[start]
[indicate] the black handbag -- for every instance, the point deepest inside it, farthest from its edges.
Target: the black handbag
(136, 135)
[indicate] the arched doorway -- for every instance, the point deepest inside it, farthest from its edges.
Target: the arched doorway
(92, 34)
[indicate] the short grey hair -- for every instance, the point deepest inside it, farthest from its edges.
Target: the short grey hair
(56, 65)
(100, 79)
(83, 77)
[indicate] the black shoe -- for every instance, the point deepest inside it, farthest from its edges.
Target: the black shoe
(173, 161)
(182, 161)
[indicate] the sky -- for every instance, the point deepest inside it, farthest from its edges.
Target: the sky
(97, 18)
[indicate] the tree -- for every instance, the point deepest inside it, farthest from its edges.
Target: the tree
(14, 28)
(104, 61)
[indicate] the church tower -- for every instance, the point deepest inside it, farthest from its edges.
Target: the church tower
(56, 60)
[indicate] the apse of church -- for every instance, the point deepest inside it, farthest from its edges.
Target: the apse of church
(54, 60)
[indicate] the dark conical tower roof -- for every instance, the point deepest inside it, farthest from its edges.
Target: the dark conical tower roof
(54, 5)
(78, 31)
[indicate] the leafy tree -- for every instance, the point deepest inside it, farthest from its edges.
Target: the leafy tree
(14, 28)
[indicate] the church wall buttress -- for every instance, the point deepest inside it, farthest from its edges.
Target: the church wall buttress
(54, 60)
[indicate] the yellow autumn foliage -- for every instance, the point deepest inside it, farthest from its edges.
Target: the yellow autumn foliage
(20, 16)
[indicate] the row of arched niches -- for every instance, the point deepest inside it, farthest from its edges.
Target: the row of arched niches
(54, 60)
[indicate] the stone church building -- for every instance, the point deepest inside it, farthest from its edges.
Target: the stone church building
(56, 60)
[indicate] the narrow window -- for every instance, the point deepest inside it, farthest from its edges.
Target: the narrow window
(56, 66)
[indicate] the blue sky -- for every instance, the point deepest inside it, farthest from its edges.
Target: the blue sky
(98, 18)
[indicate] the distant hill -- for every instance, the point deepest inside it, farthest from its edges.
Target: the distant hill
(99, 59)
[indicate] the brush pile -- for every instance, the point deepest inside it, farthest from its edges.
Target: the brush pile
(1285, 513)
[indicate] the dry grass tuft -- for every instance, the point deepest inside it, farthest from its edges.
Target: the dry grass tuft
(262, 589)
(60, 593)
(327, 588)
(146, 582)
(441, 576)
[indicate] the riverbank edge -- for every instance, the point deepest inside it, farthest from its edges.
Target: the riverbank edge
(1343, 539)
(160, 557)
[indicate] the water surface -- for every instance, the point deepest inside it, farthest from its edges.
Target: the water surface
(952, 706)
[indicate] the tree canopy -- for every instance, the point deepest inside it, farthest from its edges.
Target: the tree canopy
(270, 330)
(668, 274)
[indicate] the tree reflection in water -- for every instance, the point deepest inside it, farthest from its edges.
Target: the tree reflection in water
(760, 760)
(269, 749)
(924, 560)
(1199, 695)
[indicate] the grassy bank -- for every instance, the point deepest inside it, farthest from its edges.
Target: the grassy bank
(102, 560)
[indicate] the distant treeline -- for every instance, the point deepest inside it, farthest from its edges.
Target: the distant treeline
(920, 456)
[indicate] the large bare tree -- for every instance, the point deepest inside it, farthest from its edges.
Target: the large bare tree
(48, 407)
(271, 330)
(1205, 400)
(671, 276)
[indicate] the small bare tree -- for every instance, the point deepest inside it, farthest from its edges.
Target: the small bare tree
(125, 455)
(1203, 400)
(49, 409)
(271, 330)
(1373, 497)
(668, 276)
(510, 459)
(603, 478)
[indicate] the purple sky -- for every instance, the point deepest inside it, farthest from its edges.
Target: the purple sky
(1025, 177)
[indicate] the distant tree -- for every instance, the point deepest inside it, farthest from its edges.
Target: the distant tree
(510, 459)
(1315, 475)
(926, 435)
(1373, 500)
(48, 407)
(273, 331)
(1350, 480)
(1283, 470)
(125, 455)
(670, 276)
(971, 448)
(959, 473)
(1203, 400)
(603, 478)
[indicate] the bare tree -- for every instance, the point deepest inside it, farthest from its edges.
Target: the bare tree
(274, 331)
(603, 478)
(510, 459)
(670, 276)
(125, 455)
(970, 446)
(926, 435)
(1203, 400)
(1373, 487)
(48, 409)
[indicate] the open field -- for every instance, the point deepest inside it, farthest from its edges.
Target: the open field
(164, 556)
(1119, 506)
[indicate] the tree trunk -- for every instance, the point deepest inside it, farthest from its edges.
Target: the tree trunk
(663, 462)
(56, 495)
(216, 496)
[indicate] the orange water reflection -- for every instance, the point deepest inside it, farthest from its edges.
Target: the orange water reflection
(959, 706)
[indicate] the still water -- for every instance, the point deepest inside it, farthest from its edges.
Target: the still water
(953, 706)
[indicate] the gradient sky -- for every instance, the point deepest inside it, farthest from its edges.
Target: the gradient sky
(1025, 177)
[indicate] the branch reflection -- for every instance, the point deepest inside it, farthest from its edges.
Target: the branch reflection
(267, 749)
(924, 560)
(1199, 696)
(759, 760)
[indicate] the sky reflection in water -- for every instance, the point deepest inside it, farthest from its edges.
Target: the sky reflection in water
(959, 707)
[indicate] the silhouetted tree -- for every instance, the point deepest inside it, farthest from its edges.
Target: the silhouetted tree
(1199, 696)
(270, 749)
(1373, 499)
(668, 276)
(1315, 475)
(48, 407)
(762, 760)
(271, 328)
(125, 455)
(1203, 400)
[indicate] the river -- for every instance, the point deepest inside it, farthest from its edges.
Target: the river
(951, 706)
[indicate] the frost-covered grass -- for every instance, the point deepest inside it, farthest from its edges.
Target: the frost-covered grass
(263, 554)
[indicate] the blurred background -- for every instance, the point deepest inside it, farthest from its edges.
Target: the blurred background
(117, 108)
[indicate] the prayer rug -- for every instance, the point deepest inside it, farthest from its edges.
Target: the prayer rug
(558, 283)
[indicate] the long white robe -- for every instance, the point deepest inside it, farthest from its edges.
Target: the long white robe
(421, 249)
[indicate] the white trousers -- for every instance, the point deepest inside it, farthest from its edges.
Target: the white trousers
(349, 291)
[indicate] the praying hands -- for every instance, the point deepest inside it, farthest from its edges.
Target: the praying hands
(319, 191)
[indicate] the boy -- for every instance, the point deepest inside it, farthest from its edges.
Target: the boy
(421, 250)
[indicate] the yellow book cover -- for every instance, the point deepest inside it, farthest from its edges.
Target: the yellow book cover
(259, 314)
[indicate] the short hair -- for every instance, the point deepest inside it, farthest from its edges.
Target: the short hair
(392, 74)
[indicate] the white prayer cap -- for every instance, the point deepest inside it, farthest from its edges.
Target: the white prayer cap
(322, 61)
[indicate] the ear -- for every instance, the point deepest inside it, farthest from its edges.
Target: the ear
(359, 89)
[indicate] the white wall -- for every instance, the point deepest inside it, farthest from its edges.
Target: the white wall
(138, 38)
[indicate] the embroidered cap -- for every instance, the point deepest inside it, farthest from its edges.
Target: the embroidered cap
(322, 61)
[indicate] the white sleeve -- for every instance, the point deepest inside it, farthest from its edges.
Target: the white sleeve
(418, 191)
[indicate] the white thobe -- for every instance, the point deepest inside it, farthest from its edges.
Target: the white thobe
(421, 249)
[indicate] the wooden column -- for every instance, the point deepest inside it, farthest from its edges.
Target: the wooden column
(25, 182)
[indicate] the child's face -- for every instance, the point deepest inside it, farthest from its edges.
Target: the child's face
[end]
-- PROBLEM --
Take the entries above and copy them out exactly.

-- WRITTEN RESPONSE --
[indicate] the black handbag -- for every instance, the point deepest inside it, farthest from its edges.
Target: the black handbag
(136, 135)
[indicate] the arched doorway -- for every instance, the point deepest inside it, farthest from its edges.
Target: the arched doorway
(92, 34)
[indicate] the short grey hair -- for every instance, the point deepest inside it, farthest from its edges.
Target: the short grey hair
(56, 65)
(100, 79)
(83, 77)
[indicate] the black shoe -- for every instance, the point deepest inside it, farthest from its edges.
Target: the black shoe
(173, 161)
(182, 161)
[indicate] the sky -- for every instance, the point deepest inside it, farthest from its edges.
Target: the sky
(97, 18)
[indicate] the tree -- for every instance, the point deepest inside it, farthest from its edges.
Target: the tree
(14, 28)
(104, 61)
[indicate] the church tower -- for every instance, the point deepest inside it, farthest from its edges.
Target: the church tower
(56, 60)
[indicate] the apse of church -- for every instance, the point deepest inside it, farthest from its edges.
Target: the apse of church
(54, 60)
[indicate] the dark conical tower roof -- for every instance, the point deepest inside it, farthest from its edges.
Target: the dark conical tower roof
(54, 5)
(78, 31)
[indicate] the leafy tree -- for every instance, the point deepest inside it, farthest from its edges.
Target: the leafy tree
(14, 28)
[indicate] the church wall buttress -- for every instance, the point deepest inside it, farthest from its edges.
Target: the church wall buttress
(54, 60)
[indicate] the yellow autumn foliage -- for every instance, the point deepest inside it, farthest from its edges.
Target: the yellow autumn foliage
(20, 16)
[indicate] the row of arched niches -- for every instance, the point deepest inside it, farthest from its edges.
Target: the row of arched niches
(54, 60)
[indicate] the stone church building -- for every instance, the point deepest inside it, farthest from its edges.
Target: the stone church building
(56, 60)
[indicate] the narrow window -- for every instance, the point deepest inside it, farthest from its edges.
Target: the narrow window
(56, 66)
[indicate] the blue sky -- for every instance, the point deepest inside it, farthest from its edges.
Target: the blue sky
(98, 18)
[indicate] the distant hill -- for every instance, the point deepest inside it, farthest from its edges.
Target: the distant hill
(99, 59)
[indicate] the brush pile -- for every instance, the point deepest inside it, farthest from its edges.
Target: the brush pile
(1285, 513)
[indicate] the dry grass tuft -- for every instance, the point deepest inside it, farthest from its edges.
Target: the dry grass tuft
(262, 589)
(60, 593)
(327, 588)
(146, 582)
(441, 576)
[indicate] the riverbank edge -- for every instance, the point deepest inside it, farthest from its edges.
Target: the riverbank edge
(1343, 539)
(160, 557)
[indicate] the water surface -- for every instance, the point deepest inside it, farthest from its edges.
Target: the water surface
(952, 706)
[indicate] the tree canopy -- for every instance, the point deepest inside it, farthest from its edges.
Target: the tree canopy
(270, 330)
(668, 274)
[indicate] the tree reflection in water -- for every instance, the point deepest inside it, farthest from its edges.
Target: the tree reflection in water
(760, 760)
(269, 749)
(924, 560)
(1199, 695)
[indicate] the grassy bank -- for every instance, the point deepest inside it, farthest from its edges.
Target: the grassy bank
(102, 560)
[indicate] the distant treeline -- for every instance, the point deepest inside it, farthest from its edges.
Target: the distant treeline
(920, 456)
[indicate] the large bare tree -- for every instance, the point deepest inside it, farthest from its edges.
Target: the large bare tree
(48, 407)
(271, 330)
(1205, 400)
(671, 276)
[indicate] the small bare tree -- for every instance, the point deepest inside it, farthest from its edges.
Target: the small bare tree
(125, 455)
(1203, 400)
(49, 409)
(271, 330)
(1373, 497)
(668, 276)
(510, 459)
(603, 478)
[indicate] the purple sky -- for every instance, the point deepest inside it, farthest from its edges.
Target: the purple sky
(1025, 177)
[indicate] the distant tree -- for every instance, the point deepest inside it, farthest from its edges.
Target: the distant tree
(510, 459)
(1315, 475)
(926, 435)
(1373, 500)
(48, 407)
(273, 331)
(1350, 480)
(1283, 470)
(125, 455)
(670, 276)
(971, 448)
(959, 473)
(1203, 400)
(603, 478)
[indicate] the bare tree -- for every instance, the point deepest inside it, farthest from its edges.
Target: the bare tree
(274, 331)
(603, 478)
(510, 459)
(670, 276)
(125, 455)
(970, 446)
(926, 435)
(1203, 400)
(1373, 487)
(48, 409)
[indicate] the open field -- for every instance, the point deepest inside it, farthest from its edges.
Target: the open field
(164, 556)
(1119, 506)
[indicate] the tree trunk -- for every instance, the point deepest inside it, farthest from its edges.
Target: the tree trunk
(663, 462)
(56, 495)
(216, 496)
[indicate] the orange water reflection -- for every instance, the point deepest inside it, farthest from its edges.
Target: the orange water reflection
(959, 706)
[indicate] the still water -- for every instance, the point deepest inside it, farthest from its edges.
Target: the still water
(953, 706)
[indicate] the gradient sky -- for every instance, the point deepest inside it, farthest from its edges.
Target: the gradient sky
(1025, 177)
[indicate] the branch reflection -- for every instance, the point deepest inside it, farthest from its edges.
Target: the branch reflection
(267, 749)
(924, 560)
(1199, 696)
(759, 760)
[indicate] the sky reflection in water -- for every instance, the point deepest inside it, farthest from its edges.
Target: the sky reflection in water
(959, 707)
[indicate] the silhouetted tree -- for every instance, the point deepest inside it, farthest from its edges.
Target: the silhouetted tree
(1199, 696)
(270, 749)
(1373, 499)
(668, 276)
(1315, 475)
(48, 407)
(762, 760)
(271, 328)
(125, 455)
(1203, 400)
[indicate] the river -- for every instance, the point deepest inside it, farthest from its edges.
Target: the river
(951, 706)
[indicate] the frost-covered grass -- for every instance, the point deepest inside it, farthest from its edges.
Target: the frost-covered grass
(263, 554)
[indicate] the blurred background -- for every instance, the point deepest inside it, farthest from its edges.
Target: the blurred background
(117, 108)
[indicate] the prayer rug -- for every instance, the point deepest inside it, farthest from its edges.
Target: the prayer rug
(558, 283)
[indicate] the long white robe -- for every instance, the point deepest inside it, farthest from its edges.
Target: the long white robe
(421, 249)
[indicate] the white trousers -- for every instance, the point deepest inside it, farthest from its edges.
Target: the white trousers
(349, 291)
[indicate] the praying hands -- for every instance, the point deepest inside it, farthest from its edges.
Target: the praying hands
(319, 191)
[indicate] the boy -- for every instance, the point deepest inside it, farthest from its edges.
Target: the boy
(421, 250)
[indicate] the yellow book cover -- for every instance, the point deepest inside it, farthest from its edges.
Target: the yellow book cover
(259, 314)
[indicate] the short hair -- for every instance, the point deepest inside it, farthest from its edges.
Target: the short hair
(392, 74)
[indicate] the white prayer cap -- for every instance, the point deepest inside it, farthest from its edges.
Target: the white prayer cap
(322, 61)
[indicate] the ear -- for every instance, the point deepest inside it, farthest from its edges.
Target: the ear
(359, 89)
[indicate] the white wall -- for every instance, the point deepest inside it, farthest from its edges.
Target: the white wall
(138, 38)
[indicate] the embroidered cap -- for every instance, the point deepest inside it, farthest from its edges.
Target: the embroidered cap
(322, 61)
[indicate] the white sleeve -- for every instance, the point deepest inside it, farthest from its edges.
Target: the white sleeve
(418, 191)
[indicate] the white thobe -- for every instance, the point deepest inside it, farthest from its edges.
Target: the white thobe
(421, 249)
[indicate] the wooden column -- for every instance, the point deepest inside it, farthest from its edges.
Target: the wooden column
(25, 182)
[indicate] the child's face -- for every instance, the point deepest inside it, farthest from its edges.
Target: the child's face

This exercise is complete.